Information provided:
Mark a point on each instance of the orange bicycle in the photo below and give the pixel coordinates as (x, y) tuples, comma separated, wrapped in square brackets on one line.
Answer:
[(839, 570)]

==

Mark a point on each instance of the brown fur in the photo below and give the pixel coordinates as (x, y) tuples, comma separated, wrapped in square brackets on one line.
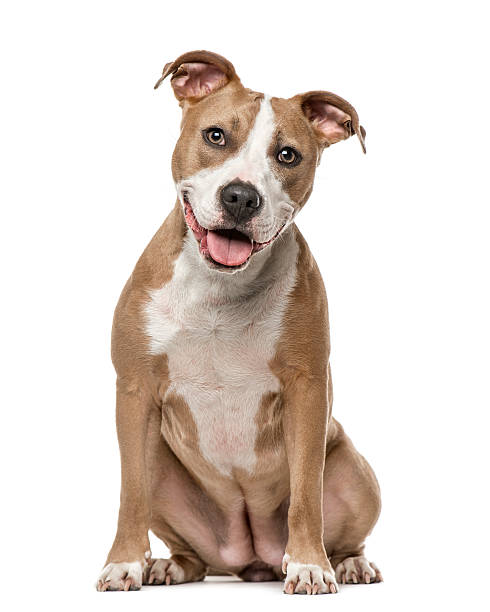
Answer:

Exercise requirements:
Copy out the listing word for word, starting at the line that has "Mark a point on each instance of the orange" and ending after the line that has "[(839, 570)]".

Result:
Mark a point on each instance of the orange bicycle in the photo below and give the pixel coordinates as (x, y) tuples, comma separated, wrapped in square brackets on one line.
Answer:
[(839, 570)]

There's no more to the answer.